SOURCE PASSAGE
Did you read the tittle? That is how I feel. Broken in a million pieces, dumfounded, and impaired. Two weeks ago I have lost what was an amazing women, who displayed an incredible will to live, my wife. She has been sick, but always defy the odds and come through with flying colors. I have been married to my wife for twenty-six years and known her for forty-three years. How do you move on without part of yourself? When you are married you become one. I am struggling with that equation. All I think about is her smile, her warm touch, and when she laughed, you couldn’t help but laugh along even if you didn’t know what she was laughing at.
That is a picture of my wife above. My wife was a stunning and beautiful go-getter, and believed in fighting tooth and nail for what she believed in. She worked as a nurse always willing to do over-time to help her clients. Debra worked long hours and sometimes put in 90 hours a week. Sometimes I wondered how she was able to do it at times, even while she was sick.
April 6, 2023 God called her home to be promoted to angel. I will miss my best friend, my ultimate love, and wife. I know she is in a better place and looking down at and probably saying stop that crying, you have work to do. But I can’t help it. Writing about her and talking about is difficult and therapeutic. Nevertheless, I feel lonely, I feel shattered.
To get through it all I will rely on my incredible faith in God’s plan. I don’t know it, but have faith enough to understand he knows what’s best and there is a valuable lesson in his reason for a season. My heart aches for her, my being longs for her.
Thank you for reading this post. it means the world to me having typing this.

SUPPLIED ENTRIES
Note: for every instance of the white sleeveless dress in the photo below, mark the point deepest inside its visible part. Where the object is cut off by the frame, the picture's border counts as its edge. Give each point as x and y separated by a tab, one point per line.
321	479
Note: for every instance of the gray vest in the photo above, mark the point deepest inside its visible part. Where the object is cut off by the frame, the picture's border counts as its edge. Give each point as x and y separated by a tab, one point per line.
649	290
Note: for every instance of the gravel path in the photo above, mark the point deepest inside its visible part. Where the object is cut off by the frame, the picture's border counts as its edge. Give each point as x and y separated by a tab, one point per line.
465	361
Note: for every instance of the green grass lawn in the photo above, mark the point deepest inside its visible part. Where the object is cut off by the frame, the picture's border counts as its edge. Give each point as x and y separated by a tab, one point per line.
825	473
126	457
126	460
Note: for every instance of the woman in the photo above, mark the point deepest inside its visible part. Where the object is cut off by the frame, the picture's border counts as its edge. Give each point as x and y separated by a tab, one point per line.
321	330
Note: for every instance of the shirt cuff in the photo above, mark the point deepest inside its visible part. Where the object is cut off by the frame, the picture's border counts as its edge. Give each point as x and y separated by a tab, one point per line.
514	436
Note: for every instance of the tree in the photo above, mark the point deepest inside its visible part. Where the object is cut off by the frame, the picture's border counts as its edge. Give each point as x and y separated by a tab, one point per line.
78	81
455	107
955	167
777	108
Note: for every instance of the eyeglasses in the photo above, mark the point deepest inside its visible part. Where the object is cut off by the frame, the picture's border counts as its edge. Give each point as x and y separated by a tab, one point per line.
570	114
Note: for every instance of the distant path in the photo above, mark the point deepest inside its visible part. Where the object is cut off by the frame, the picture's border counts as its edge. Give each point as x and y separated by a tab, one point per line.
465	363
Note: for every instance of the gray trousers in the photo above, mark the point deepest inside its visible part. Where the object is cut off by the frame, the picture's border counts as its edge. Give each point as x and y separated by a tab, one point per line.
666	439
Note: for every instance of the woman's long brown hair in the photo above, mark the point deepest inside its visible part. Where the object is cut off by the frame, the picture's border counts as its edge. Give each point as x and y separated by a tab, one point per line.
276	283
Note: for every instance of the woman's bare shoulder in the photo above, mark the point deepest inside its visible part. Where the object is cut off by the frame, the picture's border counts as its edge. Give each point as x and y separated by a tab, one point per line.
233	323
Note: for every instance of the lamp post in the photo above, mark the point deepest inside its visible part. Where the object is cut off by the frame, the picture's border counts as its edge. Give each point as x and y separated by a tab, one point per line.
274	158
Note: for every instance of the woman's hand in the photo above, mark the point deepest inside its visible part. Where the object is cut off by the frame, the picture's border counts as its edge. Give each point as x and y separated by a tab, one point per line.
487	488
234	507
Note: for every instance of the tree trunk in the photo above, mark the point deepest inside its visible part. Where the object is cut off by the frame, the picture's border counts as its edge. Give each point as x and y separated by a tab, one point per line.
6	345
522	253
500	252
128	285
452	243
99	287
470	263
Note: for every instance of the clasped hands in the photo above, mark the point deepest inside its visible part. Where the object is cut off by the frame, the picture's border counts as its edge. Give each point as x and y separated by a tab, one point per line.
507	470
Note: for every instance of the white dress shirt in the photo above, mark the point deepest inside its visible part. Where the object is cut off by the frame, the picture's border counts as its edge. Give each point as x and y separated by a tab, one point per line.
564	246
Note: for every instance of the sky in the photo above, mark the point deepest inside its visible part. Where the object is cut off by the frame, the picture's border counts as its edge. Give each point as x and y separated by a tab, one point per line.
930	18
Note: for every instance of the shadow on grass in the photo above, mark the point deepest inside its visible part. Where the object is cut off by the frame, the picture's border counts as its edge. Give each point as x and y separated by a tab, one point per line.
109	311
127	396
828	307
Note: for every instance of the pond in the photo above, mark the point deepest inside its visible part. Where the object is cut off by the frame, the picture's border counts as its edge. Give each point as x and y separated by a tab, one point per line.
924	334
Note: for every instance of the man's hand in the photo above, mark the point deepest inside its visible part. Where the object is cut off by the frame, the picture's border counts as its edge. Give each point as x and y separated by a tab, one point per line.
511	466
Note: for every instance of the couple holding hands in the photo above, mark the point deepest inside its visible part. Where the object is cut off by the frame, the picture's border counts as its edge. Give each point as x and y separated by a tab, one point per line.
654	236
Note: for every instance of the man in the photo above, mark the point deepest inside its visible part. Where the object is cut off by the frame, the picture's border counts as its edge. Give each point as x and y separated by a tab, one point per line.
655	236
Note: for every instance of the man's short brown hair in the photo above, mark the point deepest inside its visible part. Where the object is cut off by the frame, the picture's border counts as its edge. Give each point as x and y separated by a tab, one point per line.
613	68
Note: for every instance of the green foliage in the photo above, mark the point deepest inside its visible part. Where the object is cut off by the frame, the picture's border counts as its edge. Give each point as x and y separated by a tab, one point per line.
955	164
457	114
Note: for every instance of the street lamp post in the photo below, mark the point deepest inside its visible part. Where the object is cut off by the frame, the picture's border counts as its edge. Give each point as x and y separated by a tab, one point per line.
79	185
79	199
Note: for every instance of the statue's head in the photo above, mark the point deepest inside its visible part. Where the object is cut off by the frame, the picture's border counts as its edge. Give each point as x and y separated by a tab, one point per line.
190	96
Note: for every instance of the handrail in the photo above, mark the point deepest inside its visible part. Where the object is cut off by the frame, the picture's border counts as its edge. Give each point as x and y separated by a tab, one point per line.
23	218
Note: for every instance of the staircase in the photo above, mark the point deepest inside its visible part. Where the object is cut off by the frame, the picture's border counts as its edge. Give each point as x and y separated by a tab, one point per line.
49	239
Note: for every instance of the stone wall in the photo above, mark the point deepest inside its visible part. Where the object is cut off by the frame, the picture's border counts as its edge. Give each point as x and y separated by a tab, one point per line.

TO DO
1. Summarize the post in two sentences.
2. Set down the part of the post that runs from "That is a picture" up to and including "I feel shattered.", copying it word for word.

SOLVED PROBLEMS
1. The writer mourns Debra, a wife of twenty-six years and a nurse who worked long hours and fought tooth and nail for what she believed in, who died on April 6, 2023. Feeling lonely and shattered, the writer finds writing about her both difficult and therapeutic, and will rely on faith in God's plan to get through it.

2.
That is a picture of my wife above. My wife was a stunning and beautiful go-getter, and believed in fighting tooth and nail for what she believed in. She worked as a nurse always willing to do over-time to help her clients. Debra worked long hours and sometimes put in 90 hours a week. Sometimes I wondered how she was able to do it at times, even while she was sick.
April 6, 2023 God called her home to be promoted to angel. I will miss my best friend, my ultimate love, and wife. I know she is in a better place and looking down at and probably saying stop that crying, you have work to do. But I can’t help it. Writing about her and talking about is difficult and therapeutic. Nevertheless, I feel lonely, I feel shattered.